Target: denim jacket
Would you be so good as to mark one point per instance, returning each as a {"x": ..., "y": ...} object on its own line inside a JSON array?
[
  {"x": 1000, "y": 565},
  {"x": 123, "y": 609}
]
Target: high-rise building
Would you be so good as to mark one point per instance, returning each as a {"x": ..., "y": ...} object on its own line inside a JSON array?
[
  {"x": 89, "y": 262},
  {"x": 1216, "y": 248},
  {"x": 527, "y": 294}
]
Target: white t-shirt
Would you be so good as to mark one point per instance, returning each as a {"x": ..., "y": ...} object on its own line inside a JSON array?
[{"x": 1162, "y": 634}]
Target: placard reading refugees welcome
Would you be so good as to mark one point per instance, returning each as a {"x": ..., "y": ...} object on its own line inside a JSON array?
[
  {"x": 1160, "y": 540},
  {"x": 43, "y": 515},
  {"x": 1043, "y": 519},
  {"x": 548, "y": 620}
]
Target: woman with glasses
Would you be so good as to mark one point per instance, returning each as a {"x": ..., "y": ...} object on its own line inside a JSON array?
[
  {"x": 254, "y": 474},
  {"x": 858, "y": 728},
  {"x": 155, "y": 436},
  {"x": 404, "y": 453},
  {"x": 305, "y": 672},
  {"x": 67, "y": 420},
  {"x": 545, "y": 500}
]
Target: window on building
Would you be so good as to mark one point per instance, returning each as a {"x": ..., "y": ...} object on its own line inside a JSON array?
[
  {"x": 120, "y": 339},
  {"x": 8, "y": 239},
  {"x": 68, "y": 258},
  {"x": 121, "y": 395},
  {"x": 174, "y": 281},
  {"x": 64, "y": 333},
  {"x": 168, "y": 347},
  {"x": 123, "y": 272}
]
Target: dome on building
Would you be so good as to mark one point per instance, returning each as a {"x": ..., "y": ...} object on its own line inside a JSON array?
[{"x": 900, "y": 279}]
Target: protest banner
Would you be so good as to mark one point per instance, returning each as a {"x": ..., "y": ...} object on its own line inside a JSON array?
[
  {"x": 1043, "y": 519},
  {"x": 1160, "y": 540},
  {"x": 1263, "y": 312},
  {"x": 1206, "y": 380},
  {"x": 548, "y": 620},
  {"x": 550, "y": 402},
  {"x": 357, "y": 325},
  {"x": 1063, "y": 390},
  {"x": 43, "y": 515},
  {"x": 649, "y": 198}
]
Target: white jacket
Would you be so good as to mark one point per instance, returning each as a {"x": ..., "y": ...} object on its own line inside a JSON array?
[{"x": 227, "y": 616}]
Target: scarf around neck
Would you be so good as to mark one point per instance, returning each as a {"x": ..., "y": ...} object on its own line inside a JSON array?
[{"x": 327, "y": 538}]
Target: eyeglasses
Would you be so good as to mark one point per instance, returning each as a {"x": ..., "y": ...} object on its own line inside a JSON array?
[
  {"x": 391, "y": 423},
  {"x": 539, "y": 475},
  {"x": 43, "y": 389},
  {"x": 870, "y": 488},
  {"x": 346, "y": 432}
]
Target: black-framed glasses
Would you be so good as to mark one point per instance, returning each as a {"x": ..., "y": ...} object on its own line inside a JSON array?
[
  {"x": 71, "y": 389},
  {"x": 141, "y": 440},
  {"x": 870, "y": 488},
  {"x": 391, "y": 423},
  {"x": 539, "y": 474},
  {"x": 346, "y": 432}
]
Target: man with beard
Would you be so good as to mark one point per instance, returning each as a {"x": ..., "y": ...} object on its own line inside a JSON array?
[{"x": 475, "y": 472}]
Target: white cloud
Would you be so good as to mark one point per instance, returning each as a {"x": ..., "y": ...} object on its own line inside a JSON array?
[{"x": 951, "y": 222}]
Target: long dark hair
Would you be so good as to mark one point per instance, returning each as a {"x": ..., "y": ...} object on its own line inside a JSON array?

YOUR OBJECTIVE
Please give each line above again, word for word.

OUTPUT
Target: denim jacket
Would you be so good as to mark one point per instance, returning each as a {"x": ..., "y": ...} object on its own line inside a JSON array?
[
  {"x": 1000, "y": 565},
  {"x": 123, "y": 609}
]
Target: high-rise building
Would you be so good as to mark one point per instance, returning each as a {"x": ..., "y": ...} object on its own line inside a JSON array?
[
  {"x": 89, "y": 262},
  {"x": 1216, "y": 248},
  {"x": 527, "y": 294}
]
Target: white t-shirt
Would you be so good as to mark one point per instance, returning each as a {"x": ..., "y": ...} object on its own line inside a JSON array?
[{"x": 1162, "y": 634}]
Target: placard reading refugees welcome
Would you be so good as to mark one point per instance, returning each as a {"x": ..., "y": ...} object on its own line inside a JSON array?
[
  {"x": 1160, "y": 540},
  {"x": 43, "y": 515},
  {"x": 1043, "y": 519},
  {"x": 548, "y": 620}
]
Target: woman with glasses
Would you be so good as to mark one point per instance, returning each as a {"x": ..., "y": ...} object on its own line inside a JSON array?
[
  {"x": 254, "y": 474},
  {"x": 858, "y": 728},
  {"x": 155, "y": 436},
  {"x": 404, "y": 453},
  {"x": 305, "y": 672},
  {"x": 67, "y": 420},
  {"x": 545, "y": 500}
]
Target: window on building
Would you be so good as to mark one point per instance, returning each as a {"x": ..., "y": ...} object on its own line inside a JSON array?
[
  {"x": 120, "y": 339},
  {"x": 8, "y": 239},
  {"x": 68, "y": 258},
  {"x": 121, "y": 395},
  {"x": 174, "y": 281},
  {"x": 64, "y": 333},
  {"x": 168, "y": 347},
  {"x": 123, "y": 272}
]
Target: dome on building
Would you be so good as to mark one point per instance, returning each as a {"x": ..., "y": ...} object on its own line inside a JSON array?
[{"x": 900, "y": 279}]
Target: protest banner
Would you be so good as to mark one point per instance, returning each as a {"x": ..., "y": ...} object on its own line inside a JSON array?
[
  {"x": 1043, "y": 519},
  {"x": 1160, "y": 540},
  {"x": 1263, "y": 312},
  {"x": 1206, "y": 380},
  {"x": 548, "y": 620},
  {"x": 550, "y": 402},
  {"x": 357, "y": 325},
  {"x": 1063, "y": 390},
  {"x": 43, "y": 515},
  {"x": 649, "y": 198}
]
Target: white jacket
Would you be so good as to mark one point per instance, returning each as a {"x": ..., "y": ...} object on its own line inside a JSON array?
[{"x": 227, "y": 616}]
Target: scarf around neck
Would you be so good as to mark one point per instance, returning each as a {"x": ..., "y": ...} object on its own line inside a JSON array?
[{"x": 327, "y": 538}]
Target: eyeglasses
Would you be so good as to mark one point per instance, returning each as a {"x": ..., "y": ...} object on its own line inside a JSON array?
[
  {"x": 391, "y": 423},
  {"x": 539, "y": 475},
  {"x": 43, "y": 389},
  {"x": 870, "y": 488},
  {"x": 346, "y": 432}
]
Target: black-framed glasses
Would you be so good as to mark one point per instance, returning each as a {"x": ..., "y": ...} object on its own line inside a JSON array?
[
  {"x": 71, "y": 389},
  {"x": 141, "y": 440},
  {"x": 870, "y": 488},
  {"x": 391, "y": 423},
  {"x": 539, "y": 474},
  {"x": 346, "y": 432}
]
Target: man with beard
Would you be so good as to mark one point per instance, returning each as a {"x": ..., "y": ...} object on its own line inside a JSON array?
[{"x": 475, "y": 472}]
Target: white cloud
Would you be so good as to mark one point per instance, returning each as a {"x": ..., "y": ...} object on its own line inside a JSON array?
[{"x": 951, "y": 222}]
Target: long dark hair
Would you be so good as to mark one point per instance, returning each as a {"x": ..., "y": ...} object on its own line inside a JSON array?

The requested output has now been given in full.